→ Input data:
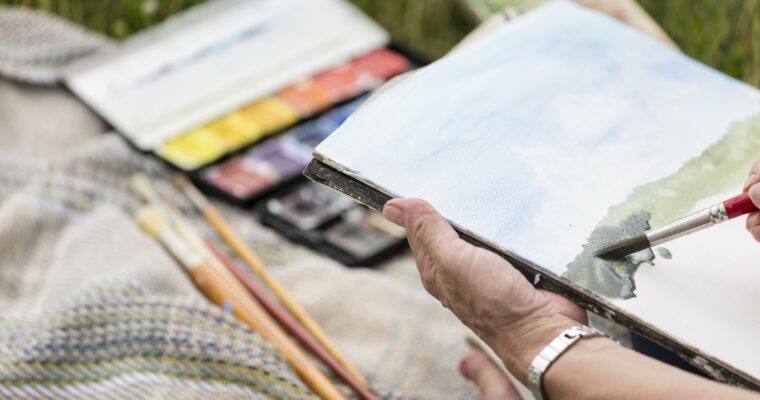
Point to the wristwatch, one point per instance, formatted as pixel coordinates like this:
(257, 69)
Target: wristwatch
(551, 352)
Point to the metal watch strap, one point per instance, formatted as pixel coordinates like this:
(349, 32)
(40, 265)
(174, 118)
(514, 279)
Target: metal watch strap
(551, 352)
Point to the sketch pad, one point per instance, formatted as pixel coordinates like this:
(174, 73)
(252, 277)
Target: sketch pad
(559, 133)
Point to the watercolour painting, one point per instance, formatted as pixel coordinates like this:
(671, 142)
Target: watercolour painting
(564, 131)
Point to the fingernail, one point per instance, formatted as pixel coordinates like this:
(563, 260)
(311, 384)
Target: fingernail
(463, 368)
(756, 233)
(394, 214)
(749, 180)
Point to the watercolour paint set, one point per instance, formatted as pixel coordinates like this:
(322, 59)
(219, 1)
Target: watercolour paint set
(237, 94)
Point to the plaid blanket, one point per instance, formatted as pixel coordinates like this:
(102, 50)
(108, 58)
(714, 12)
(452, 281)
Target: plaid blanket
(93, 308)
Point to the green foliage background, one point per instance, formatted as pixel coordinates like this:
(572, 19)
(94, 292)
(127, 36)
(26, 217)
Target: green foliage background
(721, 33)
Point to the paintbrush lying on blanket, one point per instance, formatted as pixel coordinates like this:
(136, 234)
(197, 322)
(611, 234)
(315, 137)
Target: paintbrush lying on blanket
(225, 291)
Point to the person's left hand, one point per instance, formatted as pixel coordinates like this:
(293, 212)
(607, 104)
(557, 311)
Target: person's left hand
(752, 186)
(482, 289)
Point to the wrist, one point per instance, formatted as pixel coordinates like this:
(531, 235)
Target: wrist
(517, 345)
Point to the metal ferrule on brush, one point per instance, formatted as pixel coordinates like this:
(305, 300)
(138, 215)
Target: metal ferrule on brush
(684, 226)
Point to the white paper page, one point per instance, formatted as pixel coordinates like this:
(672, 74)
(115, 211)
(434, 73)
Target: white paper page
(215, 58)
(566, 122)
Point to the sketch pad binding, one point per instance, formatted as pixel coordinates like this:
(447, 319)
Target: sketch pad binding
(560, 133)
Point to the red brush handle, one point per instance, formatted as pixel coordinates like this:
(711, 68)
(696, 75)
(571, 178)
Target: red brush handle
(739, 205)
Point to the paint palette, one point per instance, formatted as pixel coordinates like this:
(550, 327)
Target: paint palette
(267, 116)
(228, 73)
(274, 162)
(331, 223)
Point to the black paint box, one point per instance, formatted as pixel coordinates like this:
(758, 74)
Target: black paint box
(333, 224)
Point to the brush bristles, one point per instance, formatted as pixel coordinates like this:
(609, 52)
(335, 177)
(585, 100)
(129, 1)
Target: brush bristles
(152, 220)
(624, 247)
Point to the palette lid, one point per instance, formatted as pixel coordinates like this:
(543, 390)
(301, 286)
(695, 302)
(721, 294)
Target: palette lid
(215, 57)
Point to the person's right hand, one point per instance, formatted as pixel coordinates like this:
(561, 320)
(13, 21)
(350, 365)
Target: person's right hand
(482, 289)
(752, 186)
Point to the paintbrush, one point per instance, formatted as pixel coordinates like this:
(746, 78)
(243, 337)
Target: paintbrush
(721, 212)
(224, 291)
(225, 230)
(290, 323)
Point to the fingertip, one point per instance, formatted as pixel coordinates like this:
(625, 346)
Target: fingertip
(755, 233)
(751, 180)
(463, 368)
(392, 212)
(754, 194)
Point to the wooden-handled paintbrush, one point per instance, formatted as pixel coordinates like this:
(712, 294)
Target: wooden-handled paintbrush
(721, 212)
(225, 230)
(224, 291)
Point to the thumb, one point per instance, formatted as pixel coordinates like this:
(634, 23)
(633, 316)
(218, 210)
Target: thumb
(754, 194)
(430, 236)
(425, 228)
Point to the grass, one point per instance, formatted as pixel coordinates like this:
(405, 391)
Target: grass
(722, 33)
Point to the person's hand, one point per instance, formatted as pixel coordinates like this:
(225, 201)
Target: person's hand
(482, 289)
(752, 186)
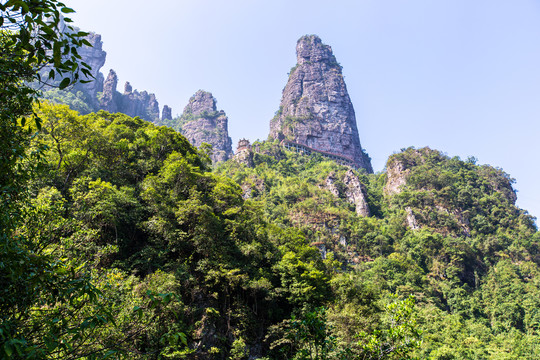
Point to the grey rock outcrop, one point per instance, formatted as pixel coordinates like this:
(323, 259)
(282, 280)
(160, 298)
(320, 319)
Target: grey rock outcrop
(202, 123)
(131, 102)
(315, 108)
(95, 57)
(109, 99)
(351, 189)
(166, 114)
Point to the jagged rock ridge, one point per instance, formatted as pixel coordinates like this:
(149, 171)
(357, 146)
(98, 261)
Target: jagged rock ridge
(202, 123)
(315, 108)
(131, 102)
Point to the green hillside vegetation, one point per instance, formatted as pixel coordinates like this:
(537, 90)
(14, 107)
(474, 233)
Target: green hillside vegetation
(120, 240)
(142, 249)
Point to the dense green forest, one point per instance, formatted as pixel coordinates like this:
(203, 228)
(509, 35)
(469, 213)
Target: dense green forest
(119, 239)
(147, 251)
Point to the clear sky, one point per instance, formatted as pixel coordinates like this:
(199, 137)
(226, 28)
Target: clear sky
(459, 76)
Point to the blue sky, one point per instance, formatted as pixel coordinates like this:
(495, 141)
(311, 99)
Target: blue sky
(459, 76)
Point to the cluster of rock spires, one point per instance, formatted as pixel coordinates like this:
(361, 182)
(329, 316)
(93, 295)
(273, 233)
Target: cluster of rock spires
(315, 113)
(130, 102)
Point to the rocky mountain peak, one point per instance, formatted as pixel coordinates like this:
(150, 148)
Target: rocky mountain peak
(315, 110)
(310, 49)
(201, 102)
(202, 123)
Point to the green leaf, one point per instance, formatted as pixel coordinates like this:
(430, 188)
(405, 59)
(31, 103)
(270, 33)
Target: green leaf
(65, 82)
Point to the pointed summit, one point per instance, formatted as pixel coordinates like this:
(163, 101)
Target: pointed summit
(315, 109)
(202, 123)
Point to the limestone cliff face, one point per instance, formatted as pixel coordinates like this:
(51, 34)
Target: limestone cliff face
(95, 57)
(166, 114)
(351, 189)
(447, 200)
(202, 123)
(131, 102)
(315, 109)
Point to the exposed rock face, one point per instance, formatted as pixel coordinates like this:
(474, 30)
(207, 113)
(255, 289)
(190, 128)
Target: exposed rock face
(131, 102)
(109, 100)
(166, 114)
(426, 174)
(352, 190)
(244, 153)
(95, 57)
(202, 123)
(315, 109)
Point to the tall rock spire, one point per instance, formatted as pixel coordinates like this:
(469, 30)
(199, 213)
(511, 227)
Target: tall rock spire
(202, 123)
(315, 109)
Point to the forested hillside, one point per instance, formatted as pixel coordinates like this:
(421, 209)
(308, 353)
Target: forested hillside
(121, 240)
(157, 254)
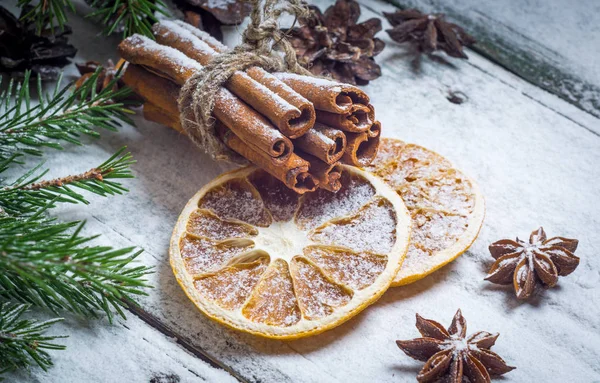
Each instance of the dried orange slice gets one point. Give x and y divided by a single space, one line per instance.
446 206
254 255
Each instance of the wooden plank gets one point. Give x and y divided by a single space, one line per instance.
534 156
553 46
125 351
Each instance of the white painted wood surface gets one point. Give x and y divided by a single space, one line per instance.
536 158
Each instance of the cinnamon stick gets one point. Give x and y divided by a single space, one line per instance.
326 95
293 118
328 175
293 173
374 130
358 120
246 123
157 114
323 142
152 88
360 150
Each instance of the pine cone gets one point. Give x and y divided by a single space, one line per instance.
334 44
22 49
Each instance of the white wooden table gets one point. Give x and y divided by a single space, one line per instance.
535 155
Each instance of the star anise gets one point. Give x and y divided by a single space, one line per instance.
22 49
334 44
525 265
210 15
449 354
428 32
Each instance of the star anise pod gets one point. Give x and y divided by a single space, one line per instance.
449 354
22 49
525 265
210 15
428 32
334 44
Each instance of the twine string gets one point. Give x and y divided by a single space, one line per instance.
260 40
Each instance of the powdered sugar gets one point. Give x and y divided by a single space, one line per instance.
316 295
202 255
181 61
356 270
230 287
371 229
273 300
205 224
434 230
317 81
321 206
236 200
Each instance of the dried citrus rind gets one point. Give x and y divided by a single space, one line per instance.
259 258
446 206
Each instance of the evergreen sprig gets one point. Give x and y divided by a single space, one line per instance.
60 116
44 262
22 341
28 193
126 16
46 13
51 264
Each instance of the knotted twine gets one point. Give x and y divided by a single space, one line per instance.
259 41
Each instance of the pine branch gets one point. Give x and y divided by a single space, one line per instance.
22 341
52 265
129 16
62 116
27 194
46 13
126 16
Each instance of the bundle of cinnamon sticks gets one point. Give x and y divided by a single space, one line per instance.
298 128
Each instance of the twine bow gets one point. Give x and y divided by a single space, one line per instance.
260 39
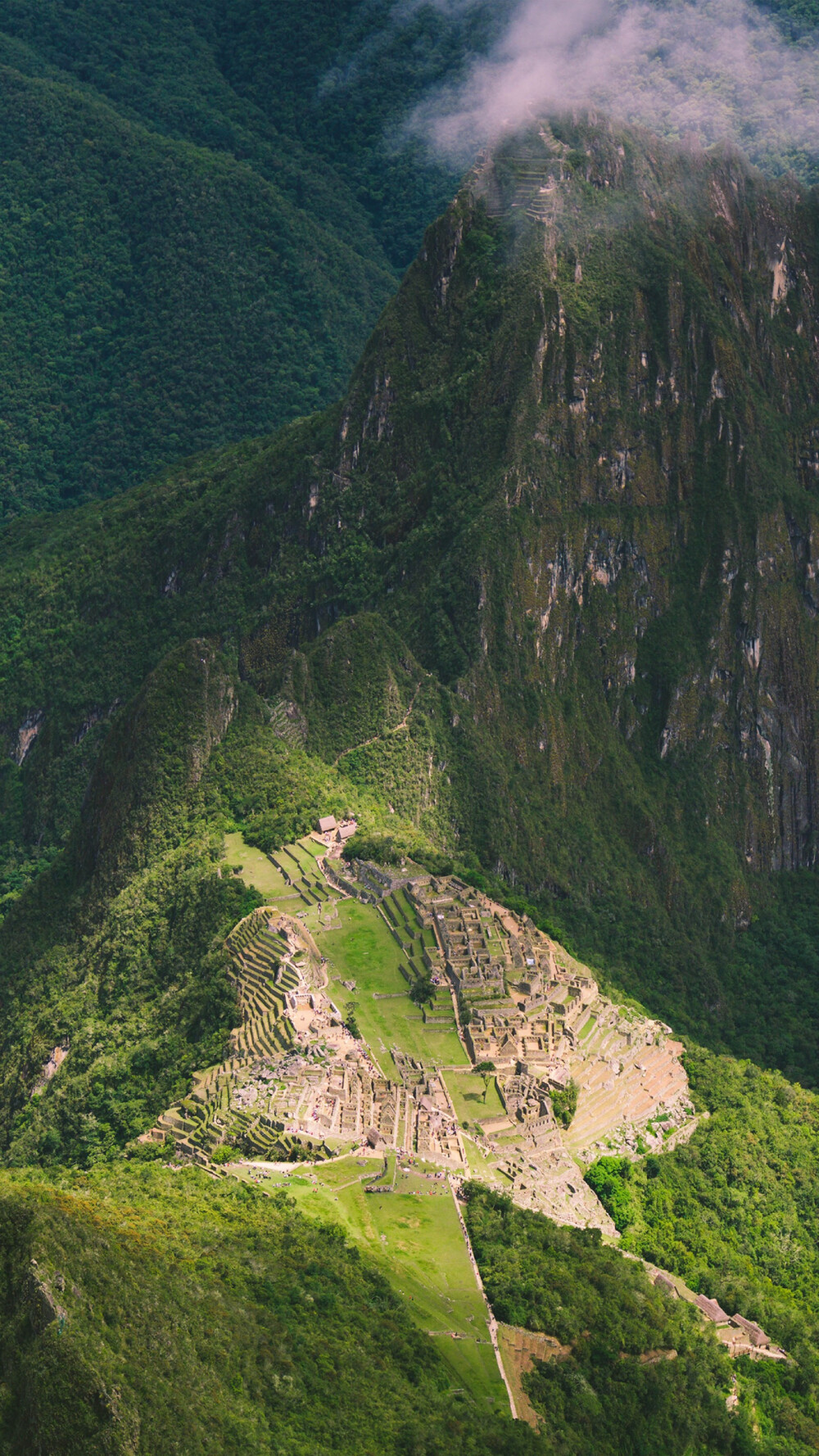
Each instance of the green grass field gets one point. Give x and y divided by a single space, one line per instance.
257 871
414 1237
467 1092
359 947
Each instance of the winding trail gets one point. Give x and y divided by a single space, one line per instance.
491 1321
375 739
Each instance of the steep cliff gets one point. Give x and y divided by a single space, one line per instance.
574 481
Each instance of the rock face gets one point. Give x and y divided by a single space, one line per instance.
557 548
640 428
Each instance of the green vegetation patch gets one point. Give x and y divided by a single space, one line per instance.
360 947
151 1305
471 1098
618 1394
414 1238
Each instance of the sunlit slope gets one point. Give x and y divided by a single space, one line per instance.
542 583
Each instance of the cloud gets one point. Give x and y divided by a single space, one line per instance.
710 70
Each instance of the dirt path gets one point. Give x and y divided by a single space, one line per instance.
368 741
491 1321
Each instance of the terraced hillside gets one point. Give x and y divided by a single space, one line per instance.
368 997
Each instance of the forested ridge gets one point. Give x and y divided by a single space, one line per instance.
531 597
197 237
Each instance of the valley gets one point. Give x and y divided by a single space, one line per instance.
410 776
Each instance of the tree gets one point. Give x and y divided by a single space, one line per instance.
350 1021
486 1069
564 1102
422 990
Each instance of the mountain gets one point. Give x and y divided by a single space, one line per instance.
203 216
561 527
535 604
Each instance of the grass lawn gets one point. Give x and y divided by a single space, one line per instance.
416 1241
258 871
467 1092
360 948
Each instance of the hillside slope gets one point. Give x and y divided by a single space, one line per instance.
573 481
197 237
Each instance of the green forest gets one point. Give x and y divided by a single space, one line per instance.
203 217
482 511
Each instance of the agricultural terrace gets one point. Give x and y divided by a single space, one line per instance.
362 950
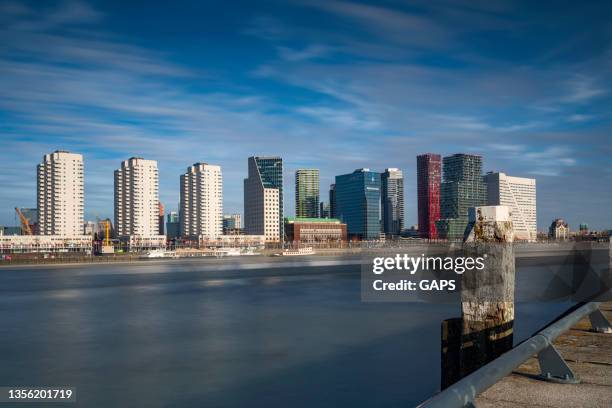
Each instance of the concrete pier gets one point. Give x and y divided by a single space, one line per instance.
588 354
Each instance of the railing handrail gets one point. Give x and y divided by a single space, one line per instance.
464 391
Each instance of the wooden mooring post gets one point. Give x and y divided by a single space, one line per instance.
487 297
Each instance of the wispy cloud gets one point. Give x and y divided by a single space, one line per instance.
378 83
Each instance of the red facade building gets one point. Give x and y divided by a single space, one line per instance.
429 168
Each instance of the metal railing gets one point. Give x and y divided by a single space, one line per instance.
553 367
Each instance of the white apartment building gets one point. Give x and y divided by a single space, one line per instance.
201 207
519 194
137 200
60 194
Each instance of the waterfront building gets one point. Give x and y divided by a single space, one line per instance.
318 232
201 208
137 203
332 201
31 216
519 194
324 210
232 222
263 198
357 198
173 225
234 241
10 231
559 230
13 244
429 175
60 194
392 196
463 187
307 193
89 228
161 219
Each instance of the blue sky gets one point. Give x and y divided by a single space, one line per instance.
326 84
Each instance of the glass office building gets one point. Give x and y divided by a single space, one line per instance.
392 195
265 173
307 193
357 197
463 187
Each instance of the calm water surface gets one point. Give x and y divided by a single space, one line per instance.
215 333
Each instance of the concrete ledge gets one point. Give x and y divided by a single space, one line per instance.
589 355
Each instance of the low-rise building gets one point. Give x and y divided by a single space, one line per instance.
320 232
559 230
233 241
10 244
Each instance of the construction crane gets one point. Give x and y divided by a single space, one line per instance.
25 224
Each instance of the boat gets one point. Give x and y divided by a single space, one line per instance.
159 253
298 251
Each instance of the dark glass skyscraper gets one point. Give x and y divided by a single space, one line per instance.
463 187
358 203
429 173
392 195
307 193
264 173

→ Aim:
For this exercise, please retype exactly the lines in the listing from the line with "Each instance of the blue" through its last line, both ends included.

→ Solution:
Each instance of the blue sky gets one point. Give x and y divided by a single space, one line per instance.
326 84
Each instance of the glass office building gets one point. Give x and y divided by a single space, one line per instance.
392 195
265 173
307 193
357 197
463 187
Each instance of the calm water surface gets one point. Give x and y divided by a single space, one line per instance.
215 333
Each instance of the concrete ledge gets one point. Give x and y divided by a single space, one line per instance.
589 355
Each instance of the low-rise building gets one point. Give x and y divided by a single space, one line per instance.
320 232
559 230
233 241
10 244
Each instance of the construction crane gets one point. Give x and y divided by a single space, one line per instance.
25 224
Each instance of the boat gets one point. Give x and y divided by a single space, one line per instance.
159 253
298 251
Each instance of the dark glass skyscraper gets one point. Give x and y divided by a single space, one line per instance.
463 187
358 203
429 173
392 195
307 193
264 173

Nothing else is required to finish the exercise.